Each line from the start of the data below through the one containing "Query: headlight housing" must be reproduced exactly.

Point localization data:
______________________________
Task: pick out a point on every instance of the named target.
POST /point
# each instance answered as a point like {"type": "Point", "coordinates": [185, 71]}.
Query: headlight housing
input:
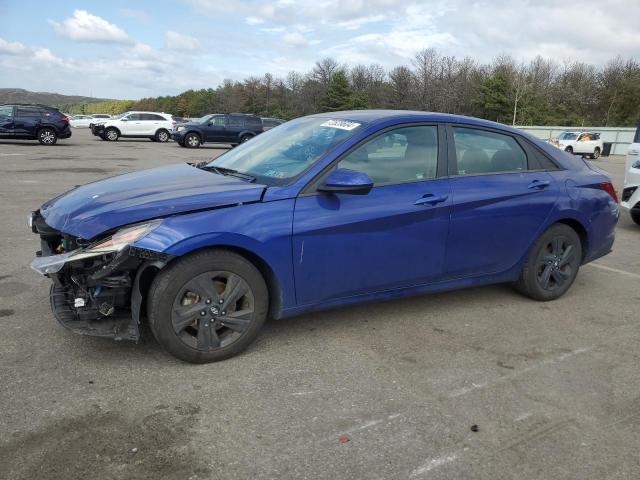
{"type": "Point", "coordinates": [123, 237]}
{"type": "Point", "coordinates": [113, 244]}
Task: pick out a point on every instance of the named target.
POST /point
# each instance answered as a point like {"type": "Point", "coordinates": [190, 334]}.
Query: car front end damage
{"type": "Point", "coordinates": [98, 286]}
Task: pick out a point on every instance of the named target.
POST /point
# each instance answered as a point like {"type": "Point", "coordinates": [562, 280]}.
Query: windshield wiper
{"type": "Point", "coordinates": [226, 171]}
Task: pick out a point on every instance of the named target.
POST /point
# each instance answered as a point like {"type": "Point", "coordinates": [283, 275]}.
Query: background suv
{"type": "Point", "coordinates": [233, 128]}
{"type": "Point", "coordinates": [580, 143]}
{"type": "Point", "coordinates": [153, 125]}
{"type": "Point", "coordinates": [33, 122]}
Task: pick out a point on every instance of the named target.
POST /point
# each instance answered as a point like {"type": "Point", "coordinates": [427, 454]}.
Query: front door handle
{"type": "Point", "coordinates": [539, 184]}
{"type": "Point", "coordinates": [430, 199]}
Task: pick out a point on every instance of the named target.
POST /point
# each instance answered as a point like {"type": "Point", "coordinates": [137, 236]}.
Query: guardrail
{"type": "Point", "coordinates": [620, 137]}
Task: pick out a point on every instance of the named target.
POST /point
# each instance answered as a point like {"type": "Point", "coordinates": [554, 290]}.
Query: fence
{"type": "Point", "coordinates": [619, 137]}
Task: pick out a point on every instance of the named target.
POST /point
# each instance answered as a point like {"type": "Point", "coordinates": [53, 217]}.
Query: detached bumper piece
{"type": "Point", "coordinates": [98, 293]}
{"type": "Point", "coordinates": [84, 322]}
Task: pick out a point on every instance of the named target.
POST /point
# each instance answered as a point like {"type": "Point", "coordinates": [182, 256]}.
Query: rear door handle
{"type": "Point", "coordinates": [430, 199]}
{"type": "Point", "coordinates": [539, 184]}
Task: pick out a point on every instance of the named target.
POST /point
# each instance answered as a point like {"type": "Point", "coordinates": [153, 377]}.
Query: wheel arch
{"type": "Point", "coordinates": [579, 228]}
{"type": "Point", "coordinates": [148, 272]}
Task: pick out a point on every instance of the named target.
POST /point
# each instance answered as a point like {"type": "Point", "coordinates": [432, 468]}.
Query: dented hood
{"type": "Point", "coordinates": [95, 208]}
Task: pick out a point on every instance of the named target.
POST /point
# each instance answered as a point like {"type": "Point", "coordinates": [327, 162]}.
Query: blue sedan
{"type": "Point", "coordinates": [323, 211]}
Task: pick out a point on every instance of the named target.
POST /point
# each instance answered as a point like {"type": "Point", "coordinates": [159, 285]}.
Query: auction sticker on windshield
{"type": "Point", "coordinates": [341, 124]}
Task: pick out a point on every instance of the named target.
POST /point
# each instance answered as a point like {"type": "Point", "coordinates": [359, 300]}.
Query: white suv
{"type": "Point", "coordinates": [153, 125]}
{"type": "Point", "coordinates": [631, 192]}
{"type": "Point", "coordinates": [579, 143]}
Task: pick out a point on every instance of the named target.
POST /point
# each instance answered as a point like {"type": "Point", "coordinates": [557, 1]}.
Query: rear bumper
{"type": "Point", "coordinates": [177, 137]}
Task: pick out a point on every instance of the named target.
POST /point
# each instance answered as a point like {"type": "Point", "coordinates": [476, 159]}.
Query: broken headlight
{"type": "Point", "coordinates": [113, 244]}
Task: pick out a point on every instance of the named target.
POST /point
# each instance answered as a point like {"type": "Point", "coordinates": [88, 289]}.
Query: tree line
{"type": "Point", "coordinates": [541, 92]}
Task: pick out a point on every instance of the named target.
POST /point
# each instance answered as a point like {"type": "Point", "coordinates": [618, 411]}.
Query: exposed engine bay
{"type": "Point", "coordinates": [98, 287]}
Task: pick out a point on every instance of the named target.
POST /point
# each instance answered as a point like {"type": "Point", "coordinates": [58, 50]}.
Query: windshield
{"type": "Point", "coordinates": [568, 136]}
{"type": "Point", "coordinates": [278, 155]}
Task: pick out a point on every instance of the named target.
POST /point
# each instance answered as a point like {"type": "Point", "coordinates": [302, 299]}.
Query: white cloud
{"type": "Point", "coordinates": [295, 39]}
{"type": "Point", "coordinates": [254, 20]}
{"type": "Point", "coordinates": [178, 41]}
{"type": "Point", "coordinates": [85, 27]}
{"type": "Point", "coordinates": [11, 48]}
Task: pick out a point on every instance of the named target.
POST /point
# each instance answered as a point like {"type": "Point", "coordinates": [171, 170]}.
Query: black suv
{"type": "Point", "coordinates": [33, 122]}
{"type": "Point", "coordinates": [233, 128]}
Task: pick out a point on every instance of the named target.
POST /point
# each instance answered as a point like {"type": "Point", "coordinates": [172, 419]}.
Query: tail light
{"type": "Point", "coordinates": [608, 187]}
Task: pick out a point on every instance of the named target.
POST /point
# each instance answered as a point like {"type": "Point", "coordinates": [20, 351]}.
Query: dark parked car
{"type": "Point", "coordinates": [268, 123]}
{"type": "Point", "coordinates": [323, 211]}
{"type": "Point", "coordinates": [233, 128]}
{"type": "Point", "coordinates": [33, 122]}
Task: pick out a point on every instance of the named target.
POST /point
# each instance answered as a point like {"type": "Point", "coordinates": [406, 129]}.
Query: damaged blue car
{"type": "Point", "coordinates": [323, 211]}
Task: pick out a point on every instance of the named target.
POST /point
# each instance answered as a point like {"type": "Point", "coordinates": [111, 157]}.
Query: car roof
{"type": "Point", "coordinates": [373, 116]}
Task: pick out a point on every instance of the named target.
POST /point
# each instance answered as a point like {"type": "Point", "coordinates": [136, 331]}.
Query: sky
{"type": "Point", "coordinates": [135, 49]}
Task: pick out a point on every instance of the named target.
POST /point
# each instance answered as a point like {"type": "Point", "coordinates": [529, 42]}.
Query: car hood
{"type": "Point", "coordinates": [90, 210]}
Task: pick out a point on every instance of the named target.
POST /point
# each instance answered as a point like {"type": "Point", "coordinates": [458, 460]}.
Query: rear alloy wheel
{"type": "Point", "coordinates": [552, 265]}
{"type": "Point", "coordinates": [47, 136]}
{"type": "Point", "coordinates": [192, 140]}
{"type": "Point", "coordinates": [162, 136]}
{"type": "Point", "coordinates": [208, 306]}
{"type": "Point", "coordinates": [111, 134]}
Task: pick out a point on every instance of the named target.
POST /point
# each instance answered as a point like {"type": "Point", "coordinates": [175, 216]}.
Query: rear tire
{"type": "Point", "coordinates": [47, 136]}
{"type": "Point", "coordinates": [111, 134]}
{"type": "Point", "coordinates": [162, 136]}
{"type": "Point", "coordinates": [207, 306]}
{"type": "Point", "coordinates": [192, 140]}
{"type": "Point", "coordinates": [552, 264]}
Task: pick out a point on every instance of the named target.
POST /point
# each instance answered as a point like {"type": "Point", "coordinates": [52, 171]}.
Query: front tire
{"type": "Point", "coordinates": [552, 264]}
{"type": "Point", "coordinates": [207, 306]}
{"type": "Point", "coordinates": [47, 136]}
{"type": "Point", "coordinates": [111, 134]}
{"type": "Point", "coordinates": [162, 136]}
{"type": "Point", "coordinates": [192, 140]}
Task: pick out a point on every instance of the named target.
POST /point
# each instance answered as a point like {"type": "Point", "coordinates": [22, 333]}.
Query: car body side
{"type": "Point", "coordinates": [227, 134]}
{"type": "Point", "coordinates": [262, 231]}
{"type": "Point", "coordinates": [27, 126]}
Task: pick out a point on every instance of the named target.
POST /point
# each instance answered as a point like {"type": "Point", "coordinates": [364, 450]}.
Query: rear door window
{"type": "Point", "coordinates": [235, 121]}
{"type": "Point", "coordinates": [28, 112]}
{"type": "Point", "coordinates": [6, 110]}
{"type": "Point", "coordinates": [481, 152]}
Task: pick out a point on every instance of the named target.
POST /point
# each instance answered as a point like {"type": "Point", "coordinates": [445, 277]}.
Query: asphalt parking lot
{"type": "Point", "coordinates": [380, 391]}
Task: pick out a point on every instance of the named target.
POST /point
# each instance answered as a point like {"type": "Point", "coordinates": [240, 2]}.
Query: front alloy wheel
{"type": "Point", "coordinates": [47, 136]}
{"type": "Point", "coordinates": [111, 134]}
{"type": "Point", "coordinates": [207, 306]}
{"type": "Point", "coordinates": [192, 141]}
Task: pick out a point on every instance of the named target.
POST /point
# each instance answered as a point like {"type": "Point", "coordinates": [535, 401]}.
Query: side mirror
{"type": "Point", "coordinates": [347, 181]}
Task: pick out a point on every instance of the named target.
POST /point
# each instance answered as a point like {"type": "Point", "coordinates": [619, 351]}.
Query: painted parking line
{"type": "Point", "coordinates": [616, 270]}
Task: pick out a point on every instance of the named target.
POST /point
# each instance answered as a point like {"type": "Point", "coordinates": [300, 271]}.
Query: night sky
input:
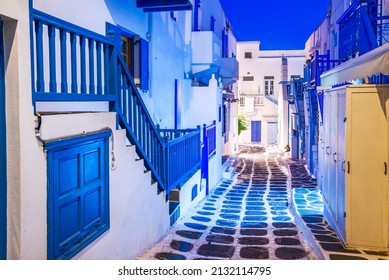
{"type": "Point", "coordinates": [277, 24]}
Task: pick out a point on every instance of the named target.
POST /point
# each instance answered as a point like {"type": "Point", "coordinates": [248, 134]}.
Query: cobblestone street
{"type": "Point", "coordinates": [245, 218]}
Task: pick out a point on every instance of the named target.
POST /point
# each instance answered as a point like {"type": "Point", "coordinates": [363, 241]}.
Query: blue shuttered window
{"type": "Point", "coordinates": [78, 193]}
{"type": "Point", "coordinates": [144, 64]}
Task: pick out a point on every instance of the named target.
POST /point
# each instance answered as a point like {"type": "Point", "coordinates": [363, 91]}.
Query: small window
{"type": "Point", "coordinates": [248, 78]}
{"type": "Point", "coordinates": [248, 55]}
{"type": "Point", "coordinates": [269, 85]}
{"type": "Point", "coordinates": [242, 100]}
{"type": "Point", "coordinates": [258, 100]}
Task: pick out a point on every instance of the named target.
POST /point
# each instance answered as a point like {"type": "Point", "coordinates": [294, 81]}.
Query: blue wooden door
{"type": "Point", "coordinates": [256, 131]}
{"type": "Point", "coordinates": [78, 193]}
{"type": "Point", "coordinates": [3, 157]}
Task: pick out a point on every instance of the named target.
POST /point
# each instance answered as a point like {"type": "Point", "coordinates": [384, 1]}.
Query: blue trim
{"type": "Point", "coordinates": [354, 6]}
{"type": "Point", "coordinates": [163, 5]}
{"type": "Point", "coordinates": [177, 106]}
{"type": "Point", "coordinates": [196, 26]}
{"type": "Point", "coordinates": [3, 153]}
{"type": "Point", "coordinates": [213, 21]}
{"type": "Point", "coordinates": [78, 201]}
{"type": "Point", "coordinates": [256, 131]}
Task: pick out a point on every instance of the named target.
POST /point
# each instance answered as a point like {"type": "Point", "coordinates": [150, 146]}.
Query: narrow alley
{"type": "Point", "coordinates": [245, 218]}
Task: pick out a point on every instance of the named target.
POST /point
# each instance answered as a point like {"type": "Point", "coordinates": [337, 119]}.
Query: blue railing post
{"type": "Point", "coordinates": [204, 159]}
{"type": "Point", "coordinates": [53, 72]}
{"type": "Point", "coordinates": [40, 86]}
{"type": "Point", "coordinates": [64, 83]}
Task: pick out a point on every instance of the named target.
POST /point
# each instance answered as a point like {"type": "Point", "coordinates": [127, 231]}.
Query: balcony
______________________________
*ANSWER SECTION*
Task: pick out a point on every instance of the named target.
POST /point
# each instance answered as a point like {"type": "Point", "coordinates": [185, 71]}.
Query: headlight housing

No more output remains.